(RECORDS SHOWN)
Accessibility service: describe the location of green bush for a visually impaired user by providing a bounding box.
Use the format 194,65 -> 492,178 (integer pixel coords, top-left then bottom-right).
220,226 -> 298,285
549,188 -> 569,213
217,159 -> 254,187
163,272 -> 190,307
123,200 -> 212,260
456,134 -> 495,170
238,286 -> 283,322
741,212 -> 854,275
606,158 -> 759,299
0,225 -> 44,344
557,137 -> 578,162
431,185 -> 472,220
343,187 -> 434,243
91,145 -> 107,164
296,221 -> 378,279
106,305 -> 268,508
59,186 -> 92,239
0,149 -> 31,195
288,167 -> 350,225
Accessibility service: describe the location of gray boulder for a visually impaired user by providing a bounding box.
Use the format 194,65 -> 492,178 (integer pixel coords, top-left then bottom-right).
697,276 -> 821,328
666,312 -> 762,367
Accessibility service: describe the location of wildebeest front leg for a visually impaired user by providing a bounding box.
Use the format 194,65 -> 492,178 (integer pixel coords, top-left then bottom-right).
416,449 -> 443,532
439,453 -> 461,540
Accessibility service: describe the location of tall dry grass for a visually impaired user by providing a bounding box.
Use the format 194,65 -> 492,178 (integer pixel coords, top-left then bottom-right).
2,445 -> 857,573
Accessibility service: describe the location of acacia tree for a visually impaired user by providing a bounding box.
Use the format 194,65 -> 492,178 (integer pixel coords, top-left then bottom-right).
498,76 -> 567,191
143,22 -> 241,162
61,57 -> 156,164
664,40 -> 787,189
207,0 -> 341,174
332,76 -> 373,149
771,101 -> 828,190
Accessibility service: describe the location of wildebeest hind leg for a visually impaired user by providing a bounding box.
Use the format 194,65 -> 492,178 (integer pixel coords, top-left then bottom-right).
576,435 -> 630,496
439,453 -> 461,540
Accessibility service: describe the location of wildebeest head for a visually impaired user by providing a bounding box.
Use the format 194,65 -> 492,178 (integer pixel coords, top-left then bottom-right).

(REQUIRED ACTION)
The answer should consist of every entry, repeated word for word.

(RESULT OF THIS EXERCISE)
Accessibility service: describe the location of green bush for a visually impaired user by providing a bounding box.
Use the format 194,65 -> 492,178 (integer pixel coords, top-left then bottom-right).
220,226 -> 298,285
549,188 -> 569,213
217,159 -> 254,187
163,272 -> 190,307
123,200 -> 212,260
456,134 -> 495,170
238,286 -> 283,322
741,212 -> 854,275
606,158 -> 759,299
0,225 -> 44,344
557,137 -> 578,162
431,185 -> 472,220
343,187 -> 434,243
91,145 -> 107,164
296,221 -> 378,279
106,305 -> 268,508
59,186 -> 92,239
0,149 -> 31,195
288,167 -> 350,225
Accessibility service: describe the location of gray boulder for a visually impaired user by providing a bounding box.
Use the format 194,65 -> 492,178 (integer pixel coords, top-left then bottom-right).
697,276 -> 821,328
666,312 -> 762,367
Accessibility service: describe the location of wildebeest front leg for a visually impaired user by providing a bounding box.
Use the format 194,65 -> 492,178 (integer pixel coords, top-left then bottom-right).
416,449 -> 443,532
439,453 -> 461,540
Accessibility service: describe the location of tall dry grass for a visually impaired user by providing a bounding box.
Use the format 194,65 -> 492,178 (integer pixel coords, top-left then bottom-right).
2,445 -> 857,573
Accessibility service: describe the location of acacia tree for a visually impaired user by providing a bounding box.
Use the format 194,65 -> 492,178 (integer pixel coords, top-left then bottom-right).
498,76 -> 567,191
143,22 -> 241,162
61,57 -> 156,164
664,40 -> 787,189
207,0 -> 341,174
332,76 -> 373,149
771,101 -> 828,190
Accessibility service: describe the location of wildebeest hind leg for a visually impaired user by providing a bounding box.
Use the format 194,65 -> 492,178 (integer pixel coords, top-left then bottom-right).
576,435 -> 630,496
439,453 -> 461,540
Accessibility service: describe the location of wildebeest head for a visually impaired user by providing a bounding box.
Use the format 194,65 -> 492,178 (integer pixel coords, top-left then bottom-right).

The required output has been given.